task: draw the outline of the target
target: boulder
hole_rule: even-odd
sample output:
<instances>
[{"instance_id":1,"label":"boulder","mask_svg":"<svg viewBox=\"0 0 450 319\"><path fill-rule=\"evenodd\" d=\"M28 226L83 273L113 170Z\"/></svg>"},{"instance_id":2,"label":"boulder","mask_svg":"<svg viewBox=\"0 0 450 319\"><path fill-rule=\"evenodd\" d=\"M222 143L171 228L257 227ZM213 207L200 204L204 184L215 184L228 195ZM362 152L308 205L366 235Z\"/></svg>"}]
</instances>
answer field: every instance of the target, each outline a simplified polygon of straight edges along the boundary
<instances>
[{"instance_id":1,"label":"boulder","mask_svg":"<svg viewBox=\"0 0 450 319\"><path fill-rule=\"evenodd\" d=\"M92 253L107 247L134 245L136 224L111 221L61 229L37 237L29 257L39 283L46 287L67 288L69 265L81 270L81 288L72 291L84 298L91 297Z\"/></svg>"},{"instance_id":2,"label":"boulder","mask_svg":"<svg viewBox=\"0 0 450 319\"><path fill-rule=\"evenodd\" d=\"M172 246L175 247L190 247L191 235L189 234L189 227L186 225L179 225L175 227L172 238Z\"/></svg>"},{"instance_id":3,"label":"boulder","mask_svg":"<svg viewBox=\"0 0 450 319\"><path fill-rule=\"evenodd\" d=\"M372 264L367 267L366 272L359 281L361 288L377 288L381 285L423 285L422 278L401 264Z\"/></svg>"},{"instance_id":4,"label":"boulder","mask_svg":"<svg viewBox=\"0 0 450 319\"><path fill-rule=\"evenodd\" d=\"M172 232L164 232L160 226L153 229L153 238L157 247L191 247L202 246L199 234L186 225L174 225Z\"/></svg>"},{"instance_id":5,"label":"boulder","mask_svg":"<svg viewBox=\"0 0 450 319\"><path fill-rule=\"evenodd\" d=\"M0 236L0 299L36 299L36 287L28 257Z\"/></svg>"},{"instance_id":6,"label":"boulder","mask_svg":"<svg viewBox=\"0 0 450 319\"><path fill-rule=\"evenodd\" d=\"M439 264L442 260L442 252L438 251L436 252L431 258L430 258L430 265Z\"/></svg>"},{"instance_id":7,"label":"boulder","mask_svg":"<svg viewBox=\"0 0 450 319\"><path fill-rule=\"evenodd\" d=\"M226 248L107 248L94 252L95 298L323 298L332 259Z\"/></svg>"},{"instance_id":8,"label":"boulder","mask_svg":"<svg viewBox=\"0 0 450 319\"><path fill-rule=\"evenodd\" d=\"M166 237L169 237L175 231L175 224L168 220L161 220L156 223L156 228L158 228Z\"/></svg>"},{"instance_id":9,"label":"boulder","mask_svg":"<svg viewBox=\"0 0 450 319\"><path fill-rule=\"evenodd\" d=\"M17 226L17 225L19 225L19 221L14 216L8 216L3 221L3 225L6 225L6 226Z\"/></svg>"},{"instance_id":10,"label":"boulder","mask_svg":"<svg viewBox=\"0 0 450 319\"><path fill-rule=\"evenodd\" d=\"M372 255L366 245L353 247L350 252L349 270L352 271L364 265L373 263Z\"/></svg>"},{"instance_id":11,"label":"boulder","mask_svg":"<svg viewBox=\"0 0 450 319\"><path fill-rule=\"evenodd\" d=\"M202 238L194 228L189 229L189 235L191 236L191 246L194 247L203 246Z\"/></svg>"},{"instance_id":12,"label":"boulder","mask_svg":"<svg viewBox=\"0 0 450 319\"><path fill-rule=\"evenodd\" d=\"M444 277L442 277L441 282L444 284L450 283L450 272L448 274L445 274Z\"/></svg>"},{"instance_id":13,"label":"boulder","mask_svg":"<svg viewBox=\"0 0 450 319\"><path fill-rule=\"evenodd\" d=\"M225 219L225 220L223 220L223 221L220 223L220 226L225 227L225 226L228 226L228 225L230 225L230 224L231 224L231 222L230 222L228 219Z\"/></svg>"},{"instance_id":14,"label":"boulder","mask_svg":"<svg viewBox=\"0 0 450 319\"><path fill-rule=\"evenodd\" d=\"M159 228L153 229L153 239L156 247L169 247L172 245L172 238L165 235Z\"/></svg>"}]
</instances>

....................

**Work task**
Without omission, retype the full listing shown above.

**Result for this task**
task: draw the outline of the target
target: boulder
hole_rule: even-odd
sample output:
<instances>
[{"instance_id":1,"label":"boulder","mask_svg":"<svg viewBox=\"0 0 450 319\"><path fill-rule=\"evenodd\" d=\"M28 226L83 273L113 170Z\"/></svg>"},{"instance_id":2,"label":"boulder","mask_svg":"<svg viewBox=\"0 0 450 319\"><path fill-rule=\"evenodd\" d=\"M222 143L171 228L257 227ZM213 207L200 204L204 184L215 184L228 195ZM362 152L308 205L366 235Z\"/></svg>"}]
</instances>
answer field: every instance of the target, each outline a simplified polygon of straight edges along the boundary
<instances>
[{"instance_id":1,"label":"boulder","mask_svg":"<svg viewBox=\"0 0 450 319\"><path fill-rule=\"evenodd\" d=\"M92 253L107 247L134 245L136 224L111 221L61 229L37 237L29 257L39 283L46 287L67 288L69 265L81 270L81 288L72 291L84 298L91 297Z\"/></svg>"},{"instance_id":2,"label":"boulder","mask_svg":"<svg viewBox=\"0 0 450 319\"><path fill-rule=\"evenodd\" d=\"M172 246L175 247L190 247L191 235L189 234L189 227L186 225L179 225L175 227L172 238Z\"/></svg>"},{"instance_id":3,"label":"boulder","mask_svg":"<svg viewBox=\"0 0 450 319\"><path fill-rule=\"evenodd\" d=\"M372 264L367 267L366 272L359 281L361 288L377 288L381 285L423 285L422 278L401 264Z\"/></svg>"},{"instance_id":4,"label":"boulder","mask_svg":"<svg viewBox=\"0 0 450 319\"><path fill-rule=\"evenodd\" d=\"M172 232L164 232L160 226L153 229L153 238L157 247L191 247L202 246L199 234L186 225L174 225Z\"/></svg>"},{"instance_id":5,"label":"boulder","mask_svg":"<svg viewBox=\"0 0 450 319\"><path fill-rule=\"evenodd\" d=\"M0 236L0 299L36 299L36 287L28 257Z\"/></svg>"},{"instance_id":6,"label":"boulder","mask_svg":"<svg viewBox=\"0 0 450 319\"><path fill-rule=\"evenodd\" d=\"M439 264L442 260L442 252L438 251L436 252L431 258L430 258L430 265Z\"/></svg>"},{"instance_id":7,"label":"boulder","mask_svg":"<svg viewBox=\"0 0 450 319\"><path fill-rule=\"evenodd\" d=\"M226 248L107 248L94 252L95 298L323 298L332 259Z\"/></svg>"},{"instance_id":8,"label":"boulder","mask_svg":"<svg viewBox=\"0 0 450 319\"><path fill-rule=\"evenodd\" d=\"M166 237L169 237L175 231L175 224L168 220L161 220L156 223L156 228L158 228Z\"/></svg>"},{"instance_id":9,"label":"boulder","mask_svg":"<svg viewBox=\"0 0 450 319\"><path fill-rule=\"evenodd\" d=\"M17 226L17 225L19 225L19 221L14 216L8 216L3 221L3 225L6 225L6 226Z\"/></svg>"},{"instance_id":10,"label":"boulder","mask_svg":"<svg viewBox=\"0 0 450 319\"><path fill-rule=\"evenodd\" d=\"M372 255L366 245L353 247L350 252L349 270L352 271L364 265L373 263Z\"/></svg>"},{"instance_id":11,"label":"boulder","mask_svg":"<svg viewBox=\"0 0 450 319\"><path fill-rule=\"evenodd\" d=\"M202 238L194 228L189 229L189 235L191 236L191 246L194 247L203 246Z\"/></svg>"},{"instance_id":12,"label":"boulder","mask_svg":"<svg viewBox=\"0 0 450 319\"><path fill-rule=\"evenodd\" d=\"M444 277L442 277L441 282L444 284L450 283L450 272L448 274L445 274Z\"/></svg>"},{"instance_id":13,"label":"boulder","mask_svg":"<svg viewBox=\"0 0 450 319\"><path fill-rule=\"evenodd\" d=\"M225 219L225 220L223 220L223 221L220 223L220 226L225 227L225 226L228 226L228 225L230 225L230 224L231 224L231 222L230 222L228 219Z\"/></svg>"},{"instance_id":14,"label":"boulder","mask_svg":"<svg viewBox=\"0 0 450 319\"><path fill-rule=\"evenodd\" d=\"M159 228L153 229L153 239L156 247L169 247L172 245L172 238L165 235Z\"/></svg>"}]
</instances>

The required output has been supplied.